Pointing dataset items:
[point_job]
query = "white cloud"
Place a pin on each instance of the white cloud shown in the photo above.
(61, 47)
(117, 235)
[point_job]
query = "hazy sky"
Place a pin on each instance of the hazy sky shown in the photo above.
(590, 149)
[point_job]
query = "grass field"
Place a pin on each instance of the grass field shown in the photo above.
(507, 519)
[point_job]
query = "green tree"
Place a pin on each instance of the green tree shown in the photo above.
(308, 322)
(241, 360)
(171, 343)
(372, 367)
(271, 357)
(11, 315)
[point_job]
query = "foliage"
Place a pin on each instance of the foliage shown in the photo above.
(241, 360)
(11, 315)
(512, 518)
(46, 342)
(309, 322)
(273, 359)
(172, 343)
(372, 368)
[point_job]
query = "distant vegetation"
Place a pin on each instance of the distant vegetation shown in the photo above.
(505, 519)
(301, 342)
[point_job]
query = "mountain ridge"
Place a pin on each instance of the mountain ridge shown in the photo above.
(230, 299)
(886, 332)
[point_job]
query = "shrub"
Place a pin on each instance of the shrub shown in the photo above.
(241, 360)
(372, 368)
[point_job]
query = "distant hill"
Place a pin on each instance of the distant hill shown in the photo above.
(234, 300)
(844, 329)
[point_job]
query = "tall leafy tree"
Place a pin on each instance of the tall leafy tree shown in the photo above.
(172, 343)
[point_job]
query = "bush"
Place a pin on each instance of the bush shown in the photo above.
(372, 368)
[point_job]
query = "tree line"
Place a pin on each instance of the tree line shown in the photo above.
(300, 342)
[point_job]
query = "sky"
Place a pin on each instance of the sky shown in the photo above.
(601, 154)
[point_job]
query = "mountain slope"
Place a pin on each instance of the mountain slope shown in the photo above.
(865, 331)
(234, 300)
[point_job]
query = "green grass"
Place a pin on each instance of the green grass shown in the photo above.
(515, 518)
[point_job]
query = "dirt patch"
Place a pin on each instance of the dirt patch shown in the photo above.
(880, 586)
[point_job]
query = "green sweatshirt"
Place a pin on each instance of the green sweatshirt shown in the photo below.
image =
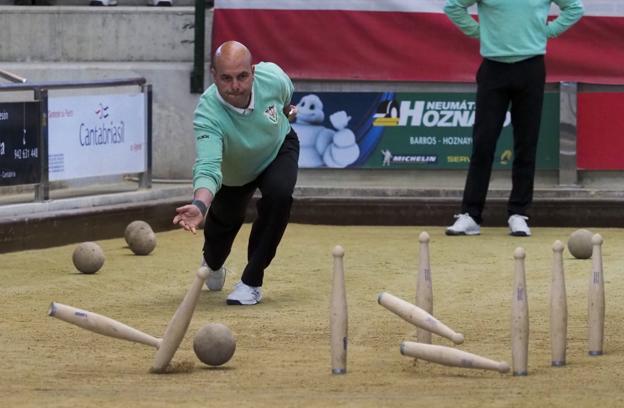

● **TASK GOAL**
Give only the number of lines in the items above that contain the string "ridge". Case counts.

● **CORRECT RESULT**
2